What to work on:
What follows is a set of records. Copy them exactly and leave out the images.

[Provided records — start]

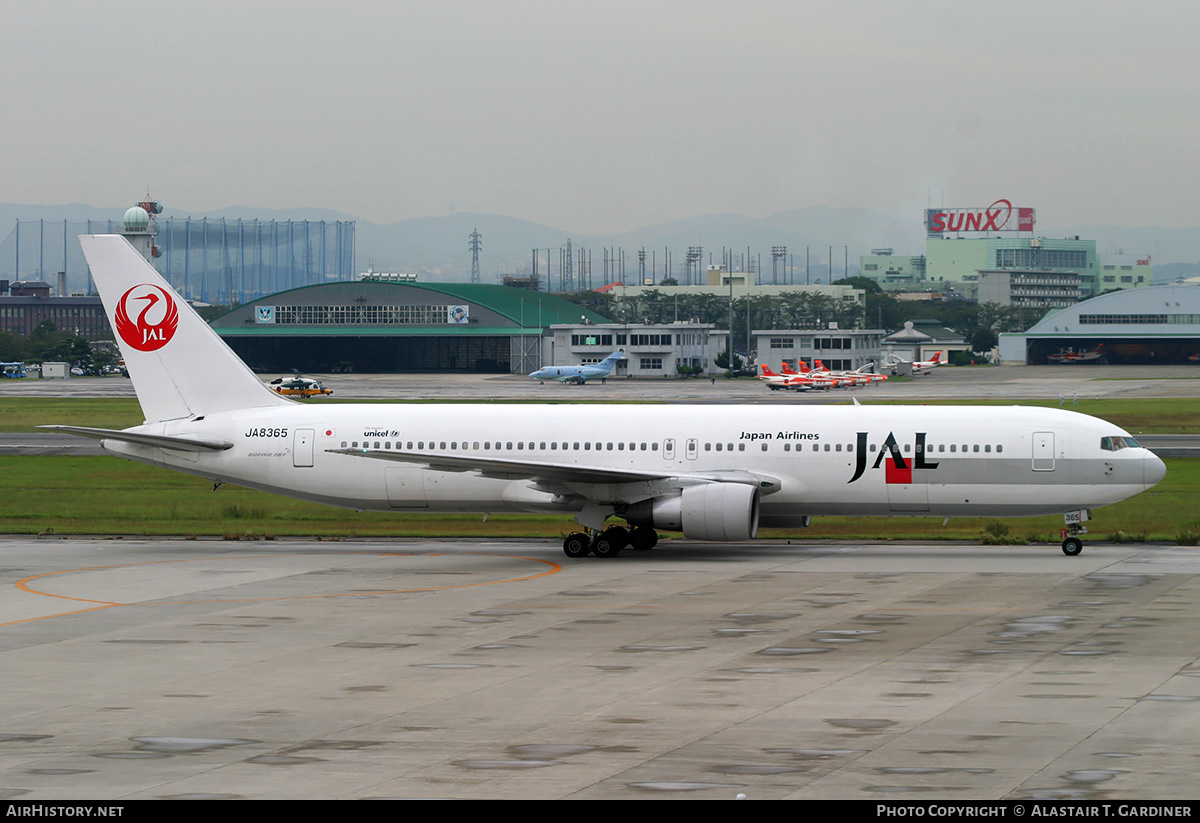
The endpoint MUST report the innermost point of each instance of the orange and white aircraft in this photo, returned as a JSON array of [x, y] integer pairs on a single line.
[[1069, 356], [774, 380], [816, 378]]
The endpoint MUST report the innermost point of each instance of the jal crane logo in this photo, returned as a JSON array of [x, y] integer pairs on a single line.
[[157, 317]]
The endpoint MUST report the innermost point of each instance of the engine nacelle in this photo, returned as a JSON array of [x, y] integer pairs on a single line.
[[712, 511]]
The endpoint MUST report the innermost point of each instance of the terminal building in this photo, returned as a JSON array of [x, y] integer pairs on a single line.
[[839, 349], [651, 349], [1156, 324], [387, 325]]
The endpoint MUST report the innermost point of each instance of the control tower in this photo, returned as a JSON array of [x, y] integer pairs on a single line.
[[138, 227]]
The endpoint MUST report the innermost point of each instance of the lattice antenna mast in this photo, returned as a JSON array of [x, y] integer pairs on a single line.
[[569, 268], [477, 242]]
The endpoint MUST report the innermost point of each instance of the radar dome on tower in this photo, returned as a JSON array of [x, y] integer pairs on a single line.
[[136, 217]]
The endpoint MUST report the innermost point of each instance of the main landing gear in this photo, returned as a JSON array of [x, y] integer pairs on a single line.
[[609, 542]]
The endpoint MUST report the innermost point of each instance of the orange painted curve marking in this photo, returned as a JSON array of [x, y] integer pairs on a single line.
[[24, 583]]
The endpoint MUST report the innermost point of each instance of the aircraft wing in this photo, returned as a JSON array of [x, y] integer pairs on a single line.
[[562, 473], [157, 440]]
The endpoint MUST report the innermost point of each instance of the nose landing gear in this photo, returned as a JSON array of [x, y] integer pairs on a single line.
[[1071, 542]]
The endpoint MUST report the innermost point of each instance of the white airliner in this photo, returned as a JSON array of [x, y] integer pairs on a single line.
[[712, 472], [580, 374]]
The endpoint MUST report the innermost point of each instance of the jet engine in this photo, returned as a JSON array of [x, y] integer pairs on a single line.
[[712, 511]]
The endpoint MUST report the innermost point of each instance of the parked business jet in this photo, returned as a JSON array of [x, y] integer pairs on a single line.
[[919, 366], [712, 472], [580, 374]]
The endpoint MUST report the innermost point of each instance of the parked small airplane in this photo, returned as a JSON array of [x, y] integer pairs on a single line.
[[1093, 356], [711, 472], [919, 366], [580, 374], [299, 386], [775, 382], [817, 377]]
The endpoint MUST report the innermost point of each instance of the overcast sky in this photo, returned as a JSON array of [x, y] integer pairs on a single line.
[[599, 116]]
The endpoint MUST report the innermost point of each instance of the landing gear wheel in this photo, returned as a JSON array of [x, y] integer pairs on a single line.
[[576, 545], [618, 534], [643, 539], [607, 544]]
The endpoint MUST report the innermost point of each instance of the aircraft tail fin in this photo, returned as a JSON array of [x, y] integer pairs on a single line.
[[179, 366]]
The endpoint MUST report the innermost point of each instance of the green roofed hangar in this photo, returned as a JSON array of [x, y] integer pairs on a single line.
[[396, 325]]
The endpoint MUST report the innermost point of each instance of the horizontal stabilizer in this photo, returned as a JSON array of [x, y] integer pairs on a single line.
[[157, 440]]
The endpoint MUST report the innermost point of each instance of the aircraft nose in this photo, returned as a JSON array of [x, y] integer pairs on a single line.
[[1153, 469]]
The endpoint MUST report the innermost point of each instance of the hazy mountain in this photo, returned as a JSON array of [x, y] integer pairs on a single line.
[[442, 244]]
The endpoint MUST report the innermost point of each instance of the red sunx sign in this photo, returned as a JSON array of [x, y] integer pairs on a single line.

[Provided records — finish]

Output for this exercise:
The endpoint MUST report the innermost point of each instance of the orange and white aircraft in this photo, returned as a JSON array of [x, y] integer pairs on a single line.
[[1069, 356], [774, 380], [816, 378]]
The endpoint MUST report the innermost point of each instance of the jal crane logo in this photo, returned as a JSON array of [x, y] integer pairs on a single line.
[[157, 317]]
The endpoint MUST report the innermost point of each instance of the engine nacelle in this photo, returned as a JSON array of [x, y] integer pairs on a single line.
[[712, 511]]
The endpoint MUST report the innermost point of each instance of the terminal building in this photo, returned as a JSON array of [x, y] integer pairs on a single line.
[[839, 349], [651, 349], [1156, 324], [387, 325]]
The endpoint MUST report the innermost point of each instance of the control tower in this photo, returned as a JSON array of [x, y] integer pairs on a single line.
[[138, 227]]
The endpoint MUST report the innermost point of each instance of the lattice antenna mast in this photo, returned as a JSON array of [x, y] integer pairs on a single line.
[[569, 268], [477, 242]]
The endpoint MUST report the innermost point of each instance of the radar dome on tower in this photo, returned as a JSON array of [x, y] integer pairs on a single line.
[[136, 217]]
The endpoint MUST report the innermost point of each instance of the main landing gear in this photo, returned as a JSON array of [x, y] integer pairs on a single line.
[[609, 542]]
The endpoint MUST report the innermost point of each instance of the orange painted curve marking in this photo, returned as a JSON array of [x, y] integer pairs on a single line.
[[24, 583]]
The endpoint MUST report the innermost point of each instance of the aircraft wing in this photo, returned as a JSON array of [x, y] integer pairs on a single line.
[[562, 473], [157, 440]]
The endpoint MUST report the innermost point of each instance of the nose landing gear in this photo, returned as a JSON array of [x, y] integer pairs on a single line.
[[1071, 542]]
The endpoint MUST report the innermost point of each instance of the white airliner in this photo, returned as a JSON array of [x, y] integer pairs on a single line.
[[712, 472], [580, 374]]
The endpoint MUST report the innermost point of each instance of the jet engine in this photo, returned as a JSON array of [x, y] integer pairs on a single line.
[[712, 511]]
The endpoint MUST report the innermost point of each instance of the parked business jet in this photo, returned as a JSON array of [x, y] integer pairs on a single line.
[[919, 366], [712, 472], [580, 374]]
The endpoint MUST report the innermost point of each instance of the parked small airplane in this photo, returned as a JSON array of [x, y] integer pairs on a single line.
[[1093, 356], [711, 472], [919, 366], [580, 374], [299, 386], [775, 382], [817, 377]]
The endpoint MUST report the innermost point of each instance of the overcast sky in this photo, returned as a JSON array of [x, y] integer pairs on a single line.
[[599, 116]]
The endpoint MUST report the innermost point of each instance of the landing gear wheel in this photo, returned as a JSON array of [x, y] integer pairs on a single line.
[[576, 545], [618, 534], [643, 539], [607, 544]]
The endpoint MUST report the innermost point of each instance of the aircraft tail fin in this photo, returned as a JSON array of [x, y] integer pairs on a single line.
[[179, 366]]
The endpoint MUST report the innermost point of each instance of the green roofed hangar in this photo, returned as a JSON array of [x, y] integer pairs on a single line.
[[396, 325]]
The endpoint MUST report the innermost point of each instance of the horizontal stabilizer in this photo, returned as a JSON array of [x, y] integer pairs on a single line.
[[157, 440]]
The endpoint MUST report the innermost point of each instance of the aircraft nose in this photo, returned as a JSON array of [x, y] integer pairs on a single line.
[[1153, 469]]
The endpoint MUST report the innermost point of each instance of the hazy mountain in this photo, returned as a JSON array of [x, y] integer pairs on a single line.
[[442, 244]]
The endpoint MUST report the innermost point of each instance of the red sunx sign in this photo, returned as a JSON array of [x, y] integer pairs on a single line.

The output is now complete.